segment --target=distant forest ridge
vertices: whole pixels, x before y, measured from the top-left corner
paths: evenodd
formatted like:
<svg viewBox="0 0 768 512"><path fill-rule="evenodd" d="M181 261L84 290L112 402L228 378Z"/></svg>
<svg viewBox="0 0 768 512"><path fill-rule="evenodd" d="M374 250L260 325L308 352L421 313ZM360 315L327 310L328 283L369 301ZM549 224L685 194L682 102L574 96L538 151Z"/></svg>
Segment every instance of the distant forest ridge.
**********
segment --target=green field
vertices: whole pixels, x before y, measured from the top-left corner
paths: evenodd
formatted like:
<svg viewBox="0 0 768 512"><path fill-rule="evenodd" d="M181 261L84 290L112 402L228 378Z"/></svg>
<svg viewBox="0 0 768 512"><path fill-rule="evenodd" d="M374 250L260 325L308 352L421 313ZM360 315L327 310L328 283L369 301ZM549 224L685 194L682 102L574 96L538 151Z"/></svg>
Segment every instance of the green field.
**********
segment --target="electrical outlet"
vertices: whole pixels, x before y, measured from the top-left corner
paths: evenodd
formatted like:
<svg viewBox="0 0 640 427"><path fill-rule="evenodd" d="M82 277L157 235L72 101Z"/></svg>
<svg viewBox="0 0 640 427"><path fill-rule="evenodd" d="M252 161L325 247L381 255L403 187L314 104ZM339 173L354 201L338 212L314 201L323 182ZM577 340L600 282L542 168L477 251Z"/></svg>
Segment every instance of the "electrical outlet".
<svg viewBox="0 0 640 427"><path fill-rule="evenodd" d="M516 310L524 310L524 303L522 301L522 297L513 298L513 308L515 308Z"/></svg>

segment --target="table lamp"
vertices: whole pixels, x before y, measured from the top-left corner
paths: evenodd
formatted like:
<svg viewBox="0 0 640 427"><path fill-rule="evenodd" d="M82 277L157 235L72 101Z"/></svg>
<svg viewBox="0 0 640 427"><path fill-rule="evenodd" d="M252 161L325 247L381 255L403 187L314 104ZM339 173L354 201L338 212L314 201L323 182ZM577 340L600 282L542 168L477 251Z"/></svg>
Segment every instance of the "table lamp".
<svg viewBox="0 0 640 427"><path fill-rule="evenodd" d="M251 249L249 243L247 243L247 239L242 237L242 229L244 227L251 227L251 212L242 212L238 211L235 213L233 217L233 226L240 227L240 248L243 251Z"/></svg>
**********
## TASK OBJECTIVE
The required answer is the exact run of lines above starting at the line with "segment --target=distant forest ridge" and ending at the line with "Segment every instance of the distant", with both ends present.

## YOUR SOLUTION
segment --target=distant forest ridge
vertices: whole pixels, x before y, measured from the top-left corner
paths: evenodd
formatted like:
<svg viewBox="0 0 768 512"><path fill-rule="evenodd" d="M181 261L84 290L112 402L228 378Z"/></svg>
<svg viewBox="0 0 768 512"><path fill-rule="evenodd" d="M374 250L260 325L308 352L421 313ZM360 315L327 310L328 283L369 301ZM549 224L685 194L682 102L574 96L538 151Z"/></svg>
Segment every instance of the distant forest ridge.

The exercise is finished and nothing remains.